Exercise details
Counting every line in the entries below where the word "glove" occurs, report how many there are. Give only that number.

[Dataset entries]
┌──

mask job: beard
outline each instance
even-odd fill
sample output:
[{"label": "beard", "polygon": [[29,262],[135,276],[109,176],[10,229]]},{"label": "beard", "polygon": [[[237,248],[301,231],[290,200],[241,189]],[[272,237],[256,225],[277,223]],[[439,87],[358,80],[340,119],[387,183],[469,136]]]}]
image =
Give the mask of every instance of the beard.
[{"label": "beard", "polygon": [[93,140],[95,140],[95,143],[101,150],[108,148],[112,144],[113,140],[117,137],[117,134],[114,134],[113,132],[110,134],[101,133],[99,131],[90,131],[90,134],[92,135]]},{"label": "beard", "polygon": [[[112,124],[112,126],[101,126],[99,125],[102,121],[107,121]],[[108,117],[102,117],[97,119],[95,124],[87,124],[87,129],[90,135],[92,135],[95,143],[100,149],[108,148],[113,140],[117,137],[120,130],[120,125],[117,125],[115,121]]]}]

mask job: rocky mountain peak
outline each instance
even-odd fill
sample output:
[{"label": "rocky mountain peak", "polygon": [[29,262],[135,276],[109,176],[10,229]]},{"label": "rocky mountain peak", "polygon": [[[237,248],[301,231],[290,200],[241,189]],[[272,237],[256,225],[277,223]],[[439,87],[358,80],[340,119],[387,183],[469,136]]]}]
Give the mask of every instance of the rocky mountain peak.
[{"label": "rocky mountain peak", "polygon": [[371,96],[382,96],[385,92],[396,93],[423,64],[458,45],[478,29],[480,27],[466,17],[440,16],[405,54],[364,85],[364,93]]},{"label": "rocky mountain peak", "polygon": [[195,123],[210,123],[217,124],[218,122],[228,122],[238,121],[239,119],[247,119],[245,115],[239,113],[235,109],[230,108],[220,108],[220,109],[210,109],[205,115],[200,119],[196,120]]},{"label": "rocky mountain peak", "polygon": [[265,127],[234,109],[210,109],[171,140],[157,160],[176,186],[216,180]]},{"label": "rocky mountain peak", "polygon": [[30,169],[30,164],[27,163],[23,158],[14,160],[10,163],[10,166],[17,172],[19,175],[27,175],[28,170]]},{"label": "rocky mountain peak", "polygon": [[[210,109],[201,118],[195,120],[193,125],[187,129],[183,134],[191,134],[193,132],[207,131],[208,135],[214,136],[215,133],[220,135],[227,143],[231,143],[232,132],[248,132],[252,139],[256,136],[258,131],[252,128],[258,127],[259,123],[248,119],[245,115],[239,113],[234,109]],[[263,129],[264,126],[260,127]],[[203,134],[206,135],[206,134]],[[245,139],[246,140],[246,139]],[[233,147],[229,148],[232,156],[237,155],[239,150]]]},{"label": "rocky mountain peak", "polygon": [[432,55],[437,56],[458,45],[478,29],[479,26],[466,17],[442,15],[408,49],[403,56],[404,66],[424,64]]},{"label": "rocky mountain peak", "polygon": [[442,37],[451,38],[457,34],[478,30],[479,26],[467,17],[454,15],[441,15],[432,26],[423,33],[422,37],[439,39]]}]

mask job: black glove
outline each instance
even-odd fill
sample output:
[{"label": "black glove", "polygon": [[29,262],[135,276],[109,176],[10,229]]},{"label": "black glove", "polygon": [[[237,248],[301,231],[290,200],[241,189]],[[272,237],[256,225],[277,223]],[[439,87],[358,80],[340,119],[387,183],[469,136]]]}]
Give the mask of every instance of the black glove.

└──

Reply to the exercise
3